↓↓↓

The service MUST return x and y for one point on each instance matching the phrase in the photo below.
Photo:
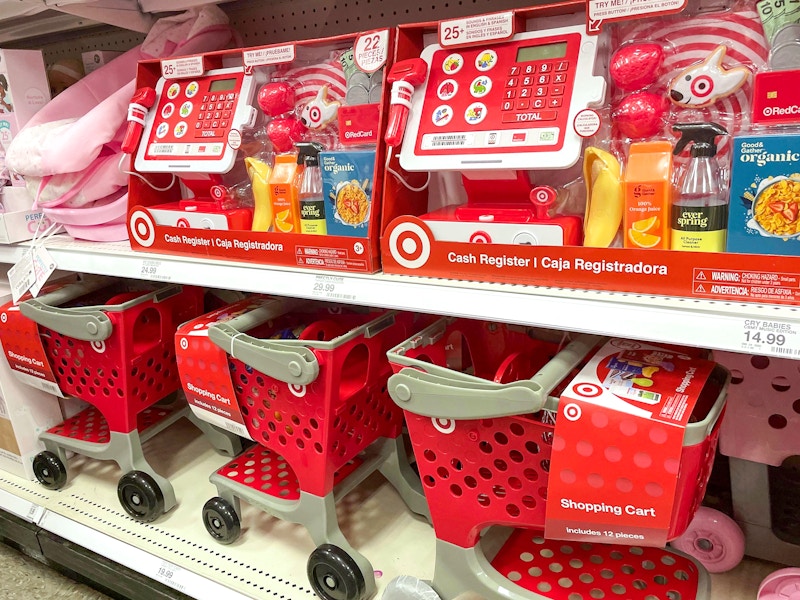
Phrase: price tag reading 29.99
(773, 338)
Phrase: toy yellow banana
(258, 171)
(604, 198)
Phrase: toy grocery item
(484, 452)
(109, 343)
(604, 197)
(765, 194)
(307, 383)
(648, 195)
(310, 197)
(700, 208)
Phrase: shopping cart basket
(109, 343)
(480, 402)
(310, 381)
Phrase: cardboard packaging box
(764, 213)
(502, 107)
(233, 200)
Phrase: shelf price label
(154, 270)
(171, 575)
(333, 288)
(768, 337)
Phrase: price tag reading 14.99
(773, 338)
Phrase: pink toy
(276, 98)
(635, 66)
(284, 133)
(319, 111)
(714, 539)
(704, 83)
(640, 115)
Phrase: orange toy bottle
(648, 195)
(284, 192)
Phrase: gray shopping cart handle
(460, 396)
(295, 364)
(444, 398)
(81, 324)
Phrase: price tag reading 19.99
(773, 338)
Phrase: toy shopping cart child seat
(310, 382)
(109, 343)
(480, 402)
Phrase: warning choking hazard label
(746, 285)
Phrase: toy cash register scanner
(194, 130)
(497, 111)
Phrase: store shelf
(705, 323)
(268, 561)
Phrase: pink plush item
(640, 115)
(636, 65)
(285, 132)
(276, 98)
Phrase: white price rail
(696, 322)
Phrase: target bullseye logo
(587, 390)
(572, 412)
(143, 229)
(445, 426)
(702, 86)
(409, 245)
(297, 390)
(480, 237)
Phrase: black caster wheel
(49, 470)
(221, 520)
(334, 574)
(140, 496)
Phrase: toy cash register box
(503, 110)
(194, 130)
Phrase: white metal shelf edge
(710, 324)
(137, 559)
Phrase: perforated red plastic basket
(104, 341)
(319, 427)
(478, 471)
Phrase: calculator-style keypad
(499, 97)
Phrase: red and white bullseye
(409, 245)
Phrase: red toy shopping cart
(109, 343)
(307, 383)
(481, 401)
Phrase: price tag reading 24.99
(775, 338)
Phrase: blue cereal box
(764, 213)
(347, 184)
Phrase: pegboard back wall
(262, 22)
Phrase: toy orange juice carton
(648, 192)
(284, 191)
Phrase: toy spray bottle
(700, 210)
(312, 205)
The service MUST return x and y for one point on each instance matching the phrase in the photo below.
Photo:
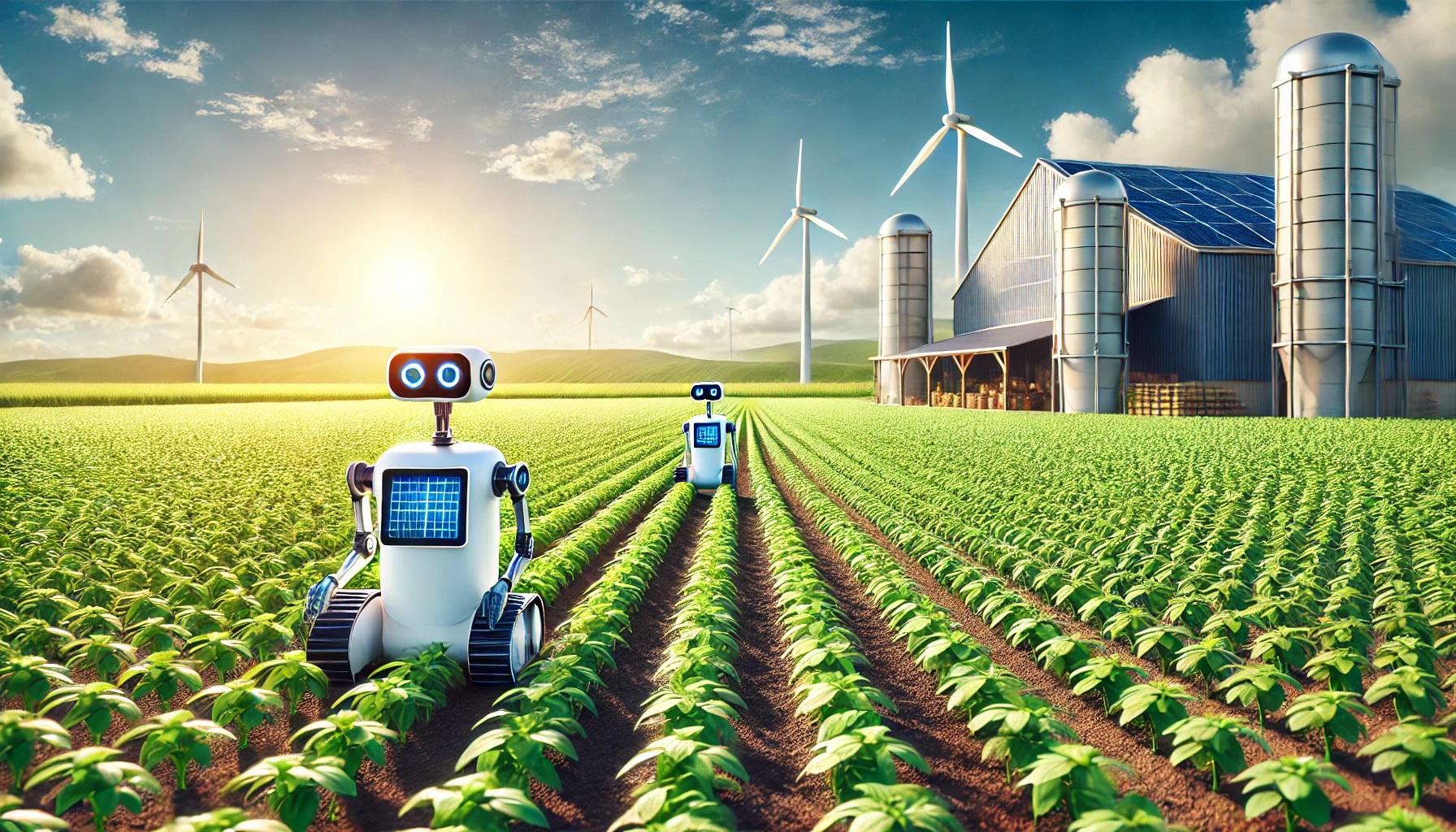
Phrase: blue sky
(379, 174)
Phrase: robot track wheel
(496, 656)
(332, 635)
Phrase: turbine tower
(807, 216)
(730, 330)
(592, 310)
(198, 270)
(963, 127)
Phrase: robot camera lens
(448, 375)
(413, 375)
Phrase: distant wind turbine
(592, 308)
(198, 270)
(730, 330)
(963, 127)
(807, 216)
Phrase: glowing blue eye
(413, 375)
(448, 375)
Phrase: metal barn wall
(1430, 319)
(1011, 280)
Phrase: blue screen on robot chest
(426, 507)
(707, 436)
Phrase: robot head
(440, 373)
(708, 392)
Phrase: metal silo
(1334, 203)
(1090, 292)
(904, 302)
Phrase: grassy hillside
(363, 365)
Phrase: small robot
(439, 543)
(713, 444)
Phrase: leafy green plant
(1294, 784)
(1211, 743)
(349, 736)
(1415, 754)
(290, 675)
(176, 736)
(292, 786)
(162, 674)
(95, 775)
(242, 704)
(93, 704)
(903, 808)
(20, 736)
(1413, 691)
(1259, 685)
(476, 802)
(31, 678)
(1073, 777)
(1336, 714)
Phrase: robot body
(437, 540)
(708, 461)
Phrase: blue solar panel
(1219, 209)
(424, 507)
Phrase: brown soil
(977, 793)
(775, 743)
(593, 796)
(1371, 793)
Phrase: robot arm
(360, 479)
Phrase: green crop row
(540, 713)
(696, 705)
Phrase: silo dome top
(1332, 50)
(903, 225)
(1091, 184)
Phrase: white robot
(439, 543)
(713, 444)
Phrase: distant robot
(713, 444)
(439, 543)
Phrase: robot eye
(413, 375)
(448, 375)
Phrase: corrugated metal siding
(1430, 321)
(1233, 323)
(1011, 280)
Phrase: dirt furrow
(592, 796)
(774, 742)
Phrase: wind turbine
(730, 330)
(592, 308)
(963, 127)
(198, 270)
(807, 216)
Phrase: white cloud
(1200, 112)
(560, 156)
(323, 115)
(108, 31)
(92, 280)
(845, 297)
(341, 178)
(32, 165)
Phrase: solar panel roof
(1215, 209)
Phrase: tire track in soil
(592, 796)
(775, 745)
(977, 793)
(1372, 793)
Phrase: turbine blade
(798, 183)
(922, 156)
(783, 231)
(826, 226)
(181, 286)
(950, 75)
(976, 132)
(219, 277)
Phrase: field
(904, 618)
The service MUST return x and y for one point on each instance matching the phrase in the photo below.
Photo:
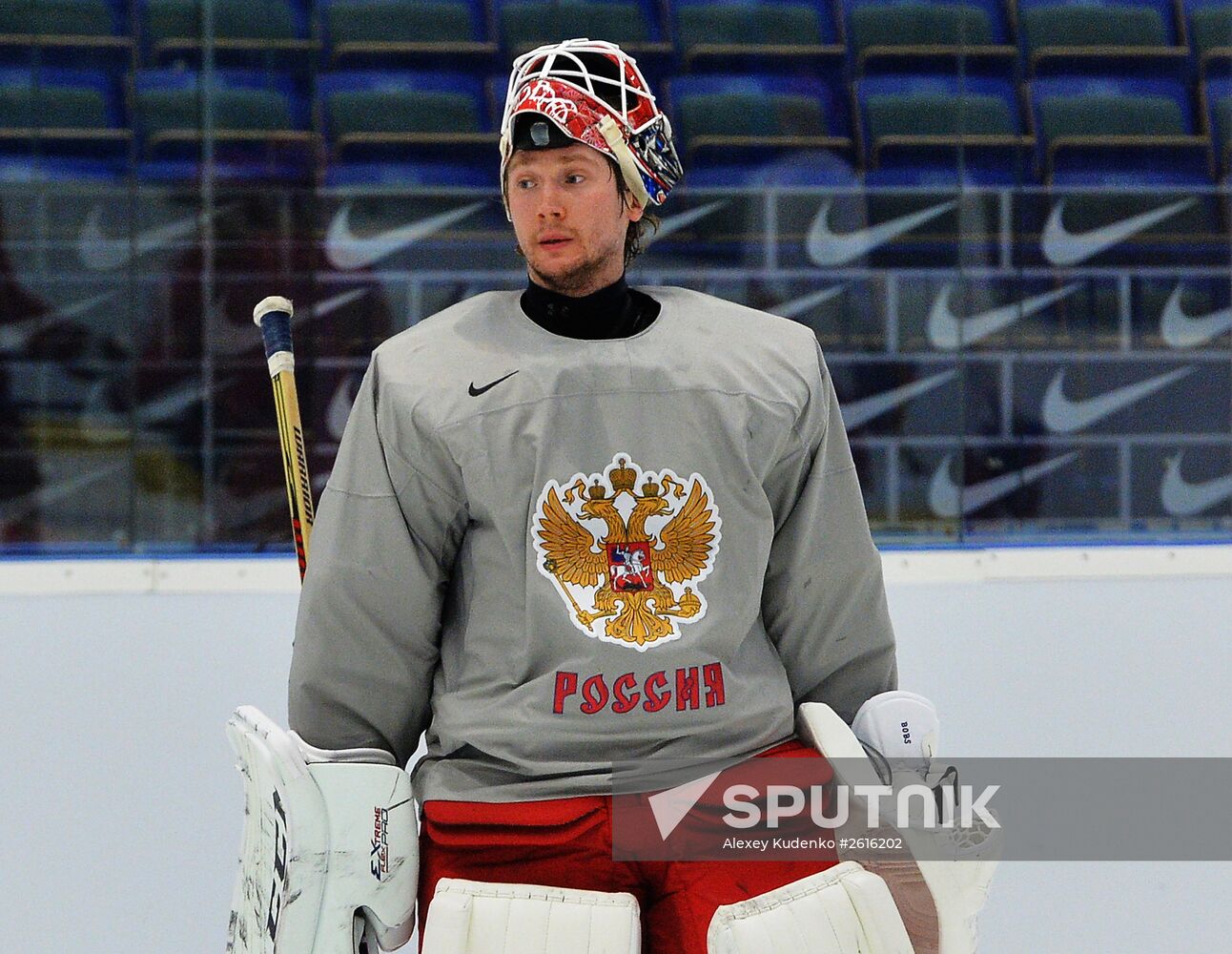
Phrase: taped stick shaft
(274, 318)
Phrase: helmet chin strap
(611, 134)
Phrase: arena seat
(62, 114)
(388, 32)
(894, 36)
(748, 117)
(1101, 37)
(258, 122)
(633, 25)
(69, 32)
(1210, 33)
(1218, 101)
(245, 33)
(372, 116)
(1098, 127)
(758, 34)
(918, 129)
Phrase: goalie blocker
(329, 860)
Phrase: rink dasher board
(223, 574)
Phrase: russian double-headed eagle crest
(631, 544)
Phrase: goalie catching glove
(893, 743)
(329, 861)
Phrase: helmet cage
(556, 81)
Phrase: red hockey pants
(568, 843)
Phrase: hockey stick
(273, 316)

↑↑↑

**What to do**
Rewrite all of the material above with "MUST" replaced by "SHOULD" and everything else unchanged, leaving out the pictures.

**Solution**
The service SHOULD return x and y for one point on each instance matching the phrase in the photo below.
Photo:
Phrase: price tag reading 29.99
(773, 338)
Phrase: toy yellow banana
(258, 171)
(604, 198)
Phrase: toy grocery item
(484, 452)
(109, 343)
(604, 197)
(765, 194)
(307, 383)
(648, 195)
(310, 197)
(700, 208)
Phrase: shopping cart basket
(109, 343)
(480, 402)
(310, 381)
Phrase: cardboard packaging box
(764, 213)
(502, 107)
(233, 200)
Phrase: shelf price label
(154, 270)
(171, 575)
(333, 288)
(768, 337)
Phrase: price tag reading 14.99
(773, 338)
Phrase: pink toy
(276, 98)
(635, 66)
(284, 133)
(319, 111)
(714, 539)
(704, 83)
(640, 115)
Phrase: orange toy bottle
(648, 195)
(284, 192)
Phrase: gray shopping cart handle
(460, 396)
(295, 364)
(444, 398)
(81, 324)
Phrase: price tag reading 19.99
(773, 338)
Phrase: toy shopping cart child seat
(310, 382)
(109, 343)
(480, 402)
Phrase: warning choking hazard label
(746, 285)
Phrase: toy cash register scanner
(194, 130)
(497, 111)
Phrase: store shelf
(705, 323)
(268, 561)
Phrase: pink plush item
(640, 115)
(636, 65)
(285, 132)
(276, 98)
Phrase: white price rail
(696, 322)
Phrase: target bullseye logo
(587, 390)
(572, 412)
(143, 229)
(445, 426)
(702, 86)
(409, 245)
(297, 390)
(480, 237)
Phrase: black caster wheel
(49, 470)
(221, 520)
(334, 574)
(140, 496)
Phrase: toy cash register box
(503, 110)
(194, 130)
Phrase: white metal shelf edge
(710, 324)
(137, 559)
Phrase: perforated red plastic basket
(104, 341)
(319, 427)
(478, 471)
Phrase: calculator-style keypad
(499, 97)
Phrase: red and white bullseye
(409, 245)
Phrase: red toy shopping cart
(109, 343)
(307, 383)
(481, 401)
Phrase: price tag reading 24.99
(775, 338)
Phrase: blue cereal box
(764, 213)
(347, 184)
Phrase: pegboard back wall
(262, 22)
Phrase: toy orange juice carton
(648, 192)
(284, 191)
Phrase: toy spray bottle
(700, 210)
(312, 205)
The service SHOULD return x and y for one point on each instance matching the phrase in the photo below.
Photo:
Phrase: blue sky
(379, 174)
Phrase: robot track wheel
(496, 656)
(332, 635)
Phrase: turbine tower
(807, 216)
(730, 330)
(592, 310)
(198, 270)
(963, 127)
Phrase: robot camera lens
(448, 375)
(413, 375)
Phrase: distant wind turbine
(592, 308)
(198, 270)
(730, 330)
(963, 127)
(807, 216)
Phrase: glowing blue eye
(413, 375)
(448, 375)
Phrase: metal barn wall
(1430, 319)
(1011, 280)
Phrase: blue screen on robot chest
(426, 507)
(707, 436)
Phrase: robot head
(440, 373)
(708, 392)
Phrase: metal silo
(1334, 203)
(1090, 292)
(904, 302)
Phrase: grassy hillside
(363, 365)
Phrase: small robot
(439, 543)
(713, 444)
Phrase: leafy green plant
(1294, 784)
(1211, 743)
(349, 736)
(1415, 754)
(290, 675)
(176, 736)
(292, 786)
(162, 674)
(95, 775)
(242, 704)
(93, 704)
(903, 808)
(20, 736)
(1413, 691)
(1259, 685)
(476, 802)
(31, 678)
(1073, 777)
(1336, 714)
Phrase: robot body
(437, 540)
(708, 461)
Phrase: blue solar panel
(1219, 209)
(424, 507)
Phrase: brown soil
(977, 793)
(775, 743)
(593, 796)
(1371, 793)
Phrase: robot arm
(360, 479)
Phrase: green crop row
(540, 713)
(696, 705)
Phrase: silo dome top
(1332, 50)
(903, 225)
(1091, 184)
Phrase: white robot
(439, 543)
(713, 444)
Phrase: distant robot
(713, 444)
(439, 543)
Phrase: robot eye
(413, 375)
(448, 375)
Phrase: corrugated metal siding
(1430, 321)
(1233, 323)
(1011, 280)
Phrase: dirt furrow
(592, 796)
(774, 742)
Phrase: wind turbine
(730, 330)
(592, 308)
(963, 127)
(198, 270)
(807, 216)
Phrase: white cloud
(1200, 112)
(560, 156)
(323, 115)
(108, 31)
(92, 280)
(845, 297)
(341, 178)
(32, 165)
Phrase: solar panel roof
(1215, 209)
Phrase: tire track in soil
(592, 796)
(775, 745)
(977, 793)
(1372, 793)
Phrase: turbine blade
(798, 183)
(922, 156)
(783, 231)
(826, 226)
(181, 286)
(950, 75)
(976, 132)
(219, 277)
Phrase: field
(904, 618)
The service SHOULD return x and y for one point on each instance matching the phrase in the photo below.
Photo:
Phrase: taped stick shaft
(274, 318)
Phrase: helmet chin strap
(611, 134)
Phrase: arena seat
(62, 114)
(388, 32)
(894, 36)
(748, 117)
(1101, 37)
(258, 122)
(633, 25)
(69, 32)
(1210, 33)
(1218, 101)
(245, 33)
(372, 116)
(1098, 127)
(758, 34)
(918, 129)
Phrase: goalie blocker
(329, 860)
Phrase: rink dasher board
(223, 574)
Phrase: russian double-headed eagle crest
(631, 544)
Phrase: goalie catching glove
(893, 743)
(329, 861)
Phrase: helmet cage
(556, 81)
Phrase: red hockey pants
(568, 843)
Phrase: hockey stick
(273, 316)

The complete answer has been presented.